YOUR OBJECTIVE :: The required result is every line of the records that includes "giraffe".

SUPPLIED ENTRIES ::
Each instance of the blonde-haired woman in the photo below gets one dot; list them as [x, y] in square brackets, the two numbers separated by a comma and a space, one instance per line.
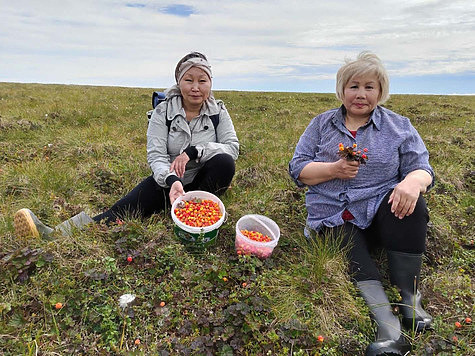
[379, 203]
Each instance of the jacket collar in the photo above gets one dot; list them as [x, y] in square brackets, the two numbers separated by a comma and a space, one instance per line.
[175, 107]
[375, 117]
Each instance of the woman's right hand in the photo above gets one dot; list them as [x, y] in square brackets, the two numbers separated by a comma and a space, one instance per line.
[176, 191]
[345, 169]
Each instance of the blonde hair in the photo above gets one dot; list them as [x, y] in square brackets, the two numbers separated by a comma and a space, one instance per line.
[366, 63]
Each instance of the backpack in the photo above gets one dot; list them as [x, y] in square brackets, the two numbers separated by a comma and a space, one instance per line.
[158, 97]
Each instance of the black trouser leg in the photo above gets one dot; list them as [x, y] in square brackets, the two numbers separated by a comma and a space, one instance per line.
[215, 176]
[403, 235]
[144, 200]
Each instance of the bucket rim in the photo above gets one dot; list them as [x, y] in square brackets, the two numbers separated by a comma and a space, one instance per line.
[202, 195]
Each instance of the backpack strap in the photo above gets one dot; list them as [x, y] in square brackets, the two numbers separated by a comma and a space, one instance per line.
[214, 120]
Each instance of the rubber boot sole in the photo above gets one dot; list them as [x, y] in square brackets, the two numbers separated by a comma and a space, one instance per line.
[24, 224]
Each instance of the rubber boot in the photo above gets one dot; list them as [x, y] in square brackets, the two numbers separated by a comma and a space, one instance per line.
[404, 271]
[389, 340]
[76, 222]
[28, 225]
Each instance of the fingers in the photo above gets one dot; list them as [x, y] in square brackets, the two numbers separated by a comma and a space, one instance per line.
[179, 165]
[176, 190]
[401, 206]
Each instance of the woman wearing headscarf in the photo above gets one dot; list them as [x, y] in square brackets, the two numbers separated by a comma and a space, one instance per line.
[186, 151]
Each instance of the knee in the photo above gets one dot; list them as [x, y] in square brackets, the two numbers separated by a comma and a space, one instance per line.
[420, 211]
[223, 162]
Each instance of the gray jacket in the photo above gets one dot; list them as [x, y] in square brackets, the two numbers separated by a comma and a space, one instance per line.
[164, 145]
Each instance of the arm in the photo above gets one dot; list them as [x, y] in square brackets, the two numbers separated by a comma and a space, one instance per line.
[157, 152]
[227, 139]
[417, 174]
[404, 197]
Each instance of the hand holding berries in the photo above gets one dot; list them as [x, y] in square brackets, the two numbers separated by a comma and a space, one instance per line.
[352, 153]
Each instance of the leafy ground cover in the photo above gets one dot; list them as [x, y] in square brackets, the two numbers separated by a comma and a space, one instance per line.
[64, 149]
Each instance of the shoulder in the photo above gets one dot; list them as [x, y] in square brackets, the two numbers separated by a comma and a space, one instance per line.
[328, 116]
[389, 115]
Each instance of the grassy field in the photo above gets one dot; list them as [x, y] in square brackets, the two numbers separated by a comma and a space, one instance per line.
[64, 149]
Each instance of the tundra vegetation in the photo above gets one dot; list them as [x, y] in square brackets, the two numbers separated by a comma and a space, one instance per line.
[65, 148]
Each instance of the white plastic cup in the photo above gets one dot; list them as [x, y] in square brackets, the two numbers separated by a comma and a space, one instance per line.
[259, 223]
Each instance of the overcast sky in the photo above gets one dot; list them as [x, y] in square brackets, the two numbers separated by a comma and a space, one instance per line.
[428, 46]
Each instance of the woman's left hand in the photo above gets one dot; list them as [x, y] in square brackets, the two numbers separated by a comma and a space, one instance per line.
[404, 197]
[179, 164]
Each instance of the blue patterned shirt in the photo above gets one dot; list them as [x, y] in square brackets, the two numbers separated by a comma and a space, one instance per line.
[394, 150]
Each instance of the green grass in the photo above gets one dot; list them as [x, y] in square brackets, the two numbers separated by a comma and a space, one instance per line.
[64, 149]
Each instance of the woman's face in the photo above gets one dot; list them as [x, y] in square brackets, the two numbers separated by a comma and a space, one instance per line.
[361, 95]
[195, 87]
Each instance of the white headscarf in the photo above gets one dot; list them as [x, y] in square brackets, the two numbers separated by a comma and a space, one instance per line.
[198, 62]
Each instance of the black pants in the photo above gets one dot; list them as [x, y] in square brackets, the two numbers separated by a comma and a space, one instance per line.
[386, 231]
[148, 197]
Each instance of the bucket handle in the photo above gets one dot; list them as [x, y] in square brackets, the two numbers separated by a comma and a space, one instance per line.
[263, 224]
* * *
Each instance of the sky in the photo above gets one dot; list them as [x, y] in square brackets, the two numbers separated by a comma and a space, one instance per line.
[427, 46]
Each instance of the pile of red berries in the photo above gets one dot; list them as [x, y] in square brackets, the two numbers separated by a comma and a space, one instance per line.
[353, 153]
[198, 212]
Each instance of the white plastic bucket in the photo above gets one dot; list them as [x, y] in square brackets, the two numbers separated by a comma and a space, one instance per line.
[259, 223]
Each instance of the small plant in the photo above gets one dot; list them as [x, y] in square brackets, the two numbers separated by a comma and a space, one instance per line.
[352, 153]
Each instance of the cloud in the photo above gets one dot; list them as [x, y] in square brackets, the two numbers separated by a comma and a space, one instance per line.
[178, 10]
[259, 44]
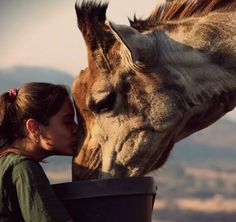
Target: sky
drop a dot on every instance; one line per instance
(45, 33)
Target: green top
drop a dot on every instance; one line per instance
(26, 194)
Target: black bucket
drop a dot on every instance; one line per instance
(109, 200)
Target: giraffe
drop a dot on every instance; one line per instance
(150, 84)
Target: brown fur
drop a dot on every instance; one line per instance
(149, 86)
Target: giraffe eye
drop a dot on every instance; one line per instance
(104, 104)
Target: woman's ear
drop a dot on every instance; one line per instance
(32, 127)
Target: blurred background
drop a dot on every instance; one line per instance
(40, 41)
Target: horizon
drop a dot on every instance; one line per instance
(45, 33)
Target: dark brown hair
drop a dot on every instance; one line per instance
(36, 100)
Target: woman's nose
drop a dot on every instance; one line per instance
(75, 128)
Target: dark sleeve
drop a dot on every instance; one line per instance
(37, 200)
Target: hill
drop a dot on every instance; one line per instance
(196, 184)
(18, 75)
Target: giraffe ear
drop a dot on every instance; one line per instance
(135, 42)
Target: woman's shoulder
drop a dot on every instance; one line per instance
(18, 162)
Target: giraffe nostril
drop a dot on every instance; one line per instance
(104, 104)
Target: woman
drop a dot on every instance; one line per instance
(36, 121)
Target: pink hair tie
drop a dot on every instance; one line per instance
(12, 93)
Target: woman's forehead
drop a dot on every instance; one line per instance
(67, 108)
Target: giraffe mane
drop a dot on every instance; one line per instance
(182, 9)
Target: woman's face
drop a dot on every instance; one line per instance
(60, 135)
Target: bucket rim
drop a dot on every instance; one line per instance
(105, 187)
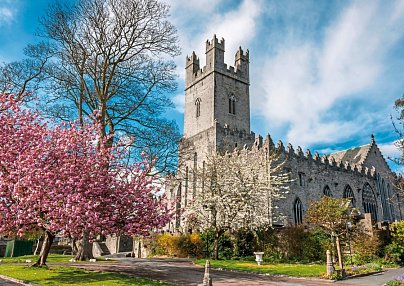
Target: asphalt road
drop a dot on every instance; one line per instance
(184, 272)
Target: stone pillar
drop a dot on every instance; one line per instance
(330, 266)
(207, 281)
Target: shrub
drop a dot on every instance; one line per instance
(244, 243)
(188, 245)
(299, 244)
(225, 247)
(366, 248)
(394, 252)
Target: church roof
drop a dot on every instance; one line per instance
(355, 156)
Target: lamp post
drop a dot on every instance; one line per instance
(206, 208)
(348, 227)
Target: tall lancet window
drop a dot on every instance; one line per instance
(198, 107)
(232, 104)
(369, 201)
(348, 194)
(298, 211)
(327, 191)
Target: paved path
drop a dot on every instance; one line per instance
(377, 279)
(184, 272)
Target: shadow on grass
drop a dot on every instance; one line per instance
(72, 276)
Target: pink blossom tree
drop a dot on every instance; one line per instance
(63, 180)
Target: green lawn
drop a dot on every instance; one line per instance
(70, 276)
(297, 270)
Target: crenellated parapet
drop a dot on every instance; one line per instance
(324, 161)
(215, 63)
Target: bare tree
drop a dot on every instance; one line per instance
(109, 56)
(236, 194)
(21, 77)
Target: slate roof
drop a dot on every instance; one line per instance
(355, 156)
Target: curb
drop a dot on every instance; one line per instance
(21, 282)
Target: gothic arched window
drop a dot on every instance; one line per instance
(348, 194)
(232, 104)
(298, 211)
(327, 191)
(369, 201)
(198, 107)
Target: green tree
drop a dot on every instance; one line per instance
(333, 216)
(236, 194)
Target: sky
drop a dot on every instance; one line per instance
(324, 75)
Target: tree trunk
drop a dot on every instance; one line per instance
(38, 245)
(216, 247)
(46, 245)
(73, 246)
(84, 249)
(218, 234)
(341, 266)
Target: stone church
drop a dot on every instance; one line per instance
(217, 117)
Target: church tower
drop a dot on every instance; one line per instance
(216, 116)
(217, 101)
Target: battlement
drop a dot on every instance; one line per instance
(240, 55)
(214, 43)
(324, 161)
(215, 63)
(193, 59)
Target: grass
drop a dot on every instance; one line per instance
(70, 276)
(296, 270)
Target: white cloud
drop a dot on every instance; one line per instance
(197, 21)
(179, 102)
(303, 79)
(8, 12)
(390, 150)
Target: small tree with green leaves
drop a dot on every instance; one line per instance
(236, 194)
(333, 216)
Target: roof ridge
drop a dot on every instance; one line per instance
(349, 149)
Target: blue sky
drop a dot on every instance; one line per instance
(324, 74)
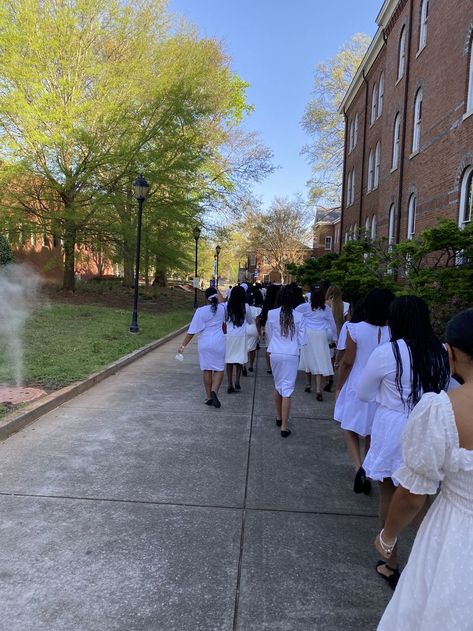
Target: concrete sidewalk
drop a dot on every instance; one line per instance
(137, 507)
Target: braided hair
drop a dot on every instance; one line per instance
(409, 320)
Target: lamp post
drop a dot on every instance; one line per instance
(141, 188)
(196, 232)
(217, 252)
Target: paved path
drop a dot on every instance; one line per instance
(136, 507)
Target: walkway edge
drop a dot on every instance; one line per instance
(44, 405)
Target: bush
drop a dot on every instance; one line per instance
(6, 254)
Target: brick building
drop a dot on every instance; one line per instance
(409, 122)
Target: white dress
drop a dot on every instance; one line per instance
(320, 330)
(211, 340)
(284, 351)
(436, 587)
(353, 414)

YOUR SOLUTION ::
Target: giraffe
Target: giraffe eye
Target: giraffe ear
Target: giraffe nostril
Target: giraffe mane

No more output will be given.